- 原文:
>>>

花粉壁可以保护花粉免受外界胁迫伤害，并在授粉过程的雌雄识别中起到重要作用。目前对花粉壁的具体化学组分及其形成的分子调控机制还不是特别清楚。作为重要的粮食作物，水稻雄性生殖器官发育与产量密切相关，因此深入了解水稻花药及花粉发育的分子机制显得尤为重要。我们分离到了一个新的雄性不育突变体dpw3（defective pollen wall 3），表型分析表明该突变体花药四分体时期花粉初生外壁不能正常形成，小孢子细胞膜不能波浪状弯曲，孢粉素前体不能正确组装，小孢子后期不能正常发育，导致花粉败育。序列分析表明DPW3编码一个α-类整合素蛋白，整合素在植物生殖发育过程中的作用目前还没有报道，本项目计划从DPW3在水稻花粉外壁细胞生物学水平上的影响、在水稻不同组织中表达水平、生化功能和调控网络的研究来探索α-类整合素DPW3在控制水稻花粉外壁发育的具体作用机制。揭示DPW3控制花粉外壁形成的新途径。

The exine can protect pollen from environmental stresses, and also plays a significant role in male female interaction during pollination. The composition of pollen wall and the mechanisms underlying the biosynthesis, transport and ploymerization of the monomers remain poorly understood. Rice male reproductive development is closely related to grain yield, thus it is crucial to understand the molecular mechanism of anther and pollen development. This study characterized a novel rice male sterile mutant dpw3 (defective pollen wall 3), which shows the primexine was absent at tetrad stage, sporopollenin monomers can't deposition, microspores development abnormally, resulting the completely male sterility. DPW3 encodes a novel α-integrin like protein and there was no other reported about its function in the plant male reproduction. This study will using the cell biology methods, the expression level in different tissues, biochemical function and regulation network analysis to explore the mechanism of DPW3. It disclosed the DPW3 will afford a new pathway to participate in exine formation.

<<<

提取的记录:
>>>

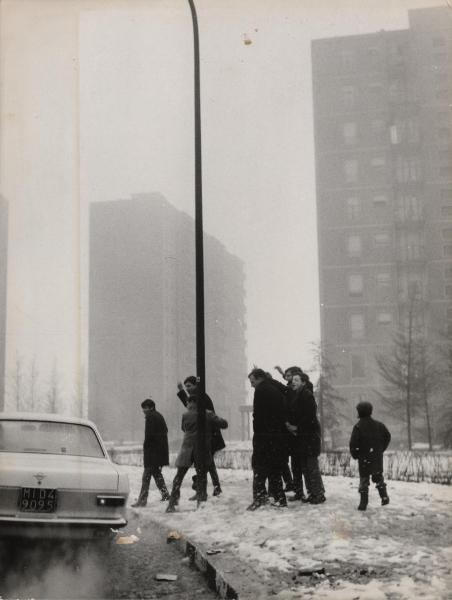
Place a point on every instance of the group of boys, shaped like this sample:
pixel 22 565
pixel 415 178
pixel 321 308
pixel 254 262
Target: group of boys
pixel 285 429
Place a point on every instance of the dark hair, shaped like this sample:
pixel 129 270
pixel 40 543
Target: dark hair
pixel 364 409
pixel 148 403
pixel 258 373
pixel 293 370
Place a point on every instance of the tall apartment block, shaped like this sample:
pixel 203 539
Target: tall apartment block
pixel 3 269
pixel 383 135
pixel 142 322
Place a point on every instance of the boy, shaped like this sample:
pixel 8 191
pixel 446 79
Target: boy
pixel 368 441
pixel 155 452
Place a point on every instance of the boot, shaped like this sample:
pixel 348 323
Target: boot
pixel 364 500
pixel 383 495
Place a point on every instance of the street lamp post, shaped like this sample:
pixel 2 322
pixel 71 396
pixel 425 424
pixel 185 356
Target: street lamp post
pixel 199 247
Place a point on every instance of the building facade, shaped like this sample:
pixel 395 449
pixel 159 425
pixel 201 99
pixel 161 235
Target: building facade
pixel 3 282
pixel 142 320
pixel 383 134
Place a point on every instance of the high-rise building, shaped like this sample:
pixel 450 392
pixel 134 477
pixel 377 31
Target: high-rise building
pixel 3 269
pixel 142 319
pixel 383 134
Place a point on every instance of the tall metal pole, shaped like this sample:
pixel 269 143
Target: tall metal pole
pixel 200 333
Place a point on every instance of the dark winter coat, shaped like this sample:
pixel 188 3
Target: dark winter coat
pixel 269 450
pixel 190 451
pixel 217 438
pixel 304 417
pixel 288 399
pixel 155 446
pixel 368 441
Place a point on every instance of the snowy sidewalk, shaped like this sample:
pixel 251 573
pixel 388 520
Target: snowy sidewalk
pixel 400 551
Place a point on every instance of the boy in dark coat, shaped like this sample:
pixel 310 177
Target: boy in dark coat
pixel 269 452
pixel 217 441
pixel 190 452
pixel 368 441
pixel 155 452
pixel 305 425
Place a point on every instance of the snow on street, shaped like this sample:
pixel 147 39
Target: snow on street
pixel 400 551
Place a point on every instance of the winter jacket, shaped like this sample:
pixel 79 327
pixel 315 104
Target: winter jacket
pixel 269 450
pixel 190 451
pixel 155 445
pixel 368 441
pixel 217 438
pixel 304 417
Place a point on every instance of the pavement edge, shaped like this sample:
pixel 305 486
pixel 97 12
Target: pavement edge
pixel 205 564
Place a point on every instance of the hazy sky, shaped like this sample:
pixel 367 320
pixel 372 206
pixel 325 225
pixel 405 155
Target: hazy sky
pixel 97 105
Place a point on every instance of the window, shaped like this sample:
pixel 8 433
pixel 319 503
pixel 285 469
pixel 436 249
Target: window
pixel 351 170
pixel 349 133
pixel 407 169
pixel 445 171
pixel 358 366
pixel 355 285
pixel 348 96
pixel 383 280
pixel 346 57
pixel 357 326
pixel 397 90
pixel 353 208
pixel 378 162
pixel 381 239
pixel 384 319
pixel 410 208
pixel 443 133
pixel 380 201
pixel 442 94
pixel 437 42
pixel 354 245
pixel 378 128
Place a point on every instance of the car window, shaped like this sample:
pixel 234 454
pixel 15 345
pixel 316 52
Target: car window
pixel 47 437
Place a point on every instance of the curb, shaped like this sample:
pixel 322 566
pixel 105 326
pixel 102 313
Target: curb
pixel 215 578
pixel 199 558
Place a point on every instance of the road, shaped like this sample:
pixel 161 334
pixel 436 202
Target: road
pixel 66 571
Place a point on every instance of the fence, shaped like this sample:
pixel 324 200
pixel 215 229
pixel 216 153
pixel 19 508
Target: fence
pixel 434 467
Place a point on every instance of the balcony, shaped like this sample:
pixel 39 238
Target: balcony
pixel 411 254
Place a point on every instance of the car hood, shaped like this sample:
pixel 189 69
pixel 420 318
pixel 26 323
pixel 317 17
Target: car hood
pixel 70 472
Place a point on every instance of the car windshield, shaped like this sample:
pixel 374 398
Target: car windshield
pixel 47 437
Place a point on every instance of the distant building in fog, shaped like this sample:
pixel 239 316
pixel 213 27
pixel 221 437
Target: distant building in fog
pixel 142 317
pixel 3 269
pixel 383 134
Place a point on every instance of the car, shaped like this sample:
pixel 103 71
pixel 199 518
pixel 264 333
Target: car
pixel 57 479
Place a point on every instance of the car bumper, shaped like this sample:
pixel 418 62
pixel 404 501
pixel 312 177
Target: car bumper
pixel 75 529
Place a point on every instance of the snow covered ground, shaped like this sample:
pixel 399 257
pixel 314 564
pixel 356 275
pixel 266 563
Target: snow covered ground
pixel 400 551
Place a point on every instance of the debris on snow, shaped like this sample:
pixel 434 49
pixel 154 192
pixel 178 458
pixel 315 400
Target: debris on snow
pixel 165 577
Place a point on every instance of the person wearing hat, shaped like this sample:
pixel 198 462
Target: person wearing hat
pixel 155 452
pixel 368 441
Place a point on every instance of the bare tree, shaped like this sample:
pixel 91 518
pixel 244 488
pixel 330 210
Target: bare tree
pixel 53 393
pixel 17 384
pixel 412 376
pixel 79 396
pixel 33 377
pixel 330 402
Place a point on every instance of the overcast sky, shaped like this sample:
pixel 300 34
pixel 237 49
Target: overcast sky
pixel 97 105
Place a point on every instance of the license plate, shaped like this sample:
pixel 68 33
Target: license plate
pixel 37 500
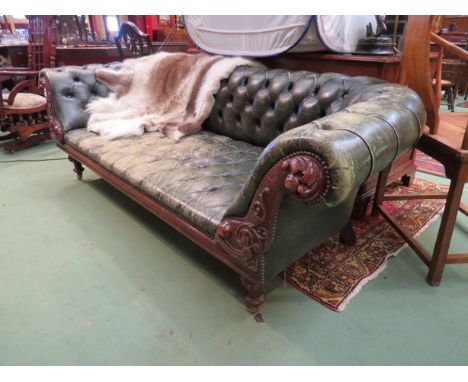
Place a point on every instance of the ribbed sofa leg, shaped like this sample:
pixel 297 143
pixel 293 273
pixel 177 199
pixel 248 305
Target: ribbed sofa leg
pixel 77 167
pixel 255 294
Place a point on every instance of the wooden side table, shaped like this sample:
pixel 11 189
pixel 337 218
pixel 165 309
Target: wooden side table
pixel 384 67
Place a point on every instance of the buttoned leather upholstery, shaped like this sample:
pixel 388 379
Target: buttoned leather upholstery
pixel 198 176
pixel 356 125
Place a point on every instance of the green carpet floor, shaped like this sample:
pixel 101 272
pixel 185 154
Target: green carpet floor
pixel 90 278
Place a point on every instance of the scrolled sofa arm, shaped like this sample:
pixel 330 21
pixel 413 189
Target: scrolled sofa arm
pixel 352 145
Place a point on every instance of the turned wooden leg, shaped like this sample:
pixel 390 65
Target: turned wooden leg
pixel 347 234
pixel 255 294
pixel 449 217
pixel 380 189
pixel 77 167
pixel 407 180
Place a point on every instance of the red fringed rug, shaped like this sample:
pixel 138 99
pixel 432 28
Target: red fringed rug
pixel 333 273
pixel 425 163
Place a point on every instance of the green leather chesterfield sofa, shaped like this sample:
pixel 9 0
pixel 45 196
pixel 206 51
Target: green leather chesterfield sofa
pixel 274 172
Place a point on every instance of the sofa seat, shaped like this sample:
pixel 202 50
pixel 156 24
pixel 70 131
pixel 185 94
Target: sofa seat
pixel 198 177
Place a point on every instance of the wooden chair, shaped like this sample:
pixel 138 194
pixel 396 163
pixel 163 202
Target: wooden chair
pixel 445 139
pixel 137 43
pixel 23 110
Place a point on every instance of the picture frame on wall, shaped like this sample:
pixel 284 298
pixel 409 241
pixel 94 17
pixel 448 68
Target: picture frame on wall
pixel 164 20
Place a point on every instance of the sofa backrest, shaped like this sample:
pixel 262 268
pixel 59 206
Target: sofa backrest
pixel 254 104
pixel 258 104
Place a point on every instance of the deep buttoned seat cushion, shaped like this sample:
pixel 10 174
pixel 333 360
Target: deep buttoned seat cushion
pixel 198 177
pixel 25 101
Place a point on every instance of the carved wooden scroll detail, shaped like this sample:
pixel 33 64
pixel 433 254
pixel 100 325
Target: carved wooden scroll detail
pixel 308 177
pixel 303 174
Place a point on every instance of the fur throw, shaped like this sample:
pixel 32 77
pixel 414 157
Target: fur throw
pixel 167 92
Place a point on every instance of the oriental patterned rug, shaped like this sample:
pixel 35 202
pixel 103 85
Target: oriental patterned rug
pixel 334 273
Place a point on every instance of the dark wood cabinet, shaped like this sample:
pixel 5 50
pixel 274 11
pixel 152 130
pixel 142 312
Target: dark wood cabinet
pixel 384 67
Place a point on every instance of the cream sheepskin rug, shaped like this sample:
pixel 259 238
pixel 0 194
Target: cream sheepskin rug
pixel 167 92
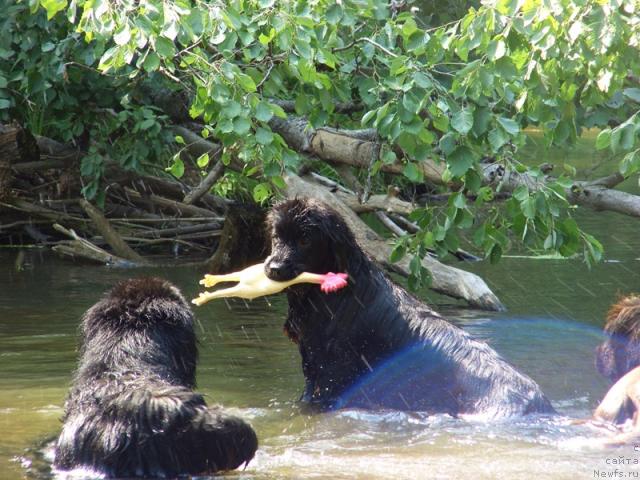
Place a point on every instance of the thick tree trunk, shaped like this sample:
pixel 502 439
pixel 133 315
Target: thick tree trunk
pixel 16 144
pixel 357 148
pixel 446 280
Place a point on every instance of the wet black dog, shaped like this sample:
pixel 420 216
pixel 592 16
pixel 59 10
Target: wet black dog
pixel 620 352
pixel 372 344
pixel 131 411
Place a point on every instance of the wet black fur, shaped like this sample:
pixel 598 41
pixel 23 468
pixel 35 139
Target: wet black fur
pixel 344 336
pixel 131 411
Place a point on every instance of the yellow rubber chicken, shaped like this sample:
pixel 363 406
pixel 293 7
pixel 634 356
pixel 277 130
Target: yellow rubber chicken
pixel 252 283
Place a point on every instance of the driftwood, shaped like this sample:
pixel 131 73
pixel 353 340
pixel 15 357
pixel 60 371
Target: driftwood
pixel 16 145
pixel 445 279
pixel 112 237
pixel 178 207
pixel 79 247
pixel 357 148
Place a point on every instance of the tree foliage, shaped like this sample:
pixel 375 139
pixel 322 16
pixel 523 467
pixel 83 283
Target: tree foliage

<<<

- 工作指令: 根据原文，突变体dpw3在花药的哪个时期不能正常形成花粉初生外壁？

- 本题答复: 四分体时期。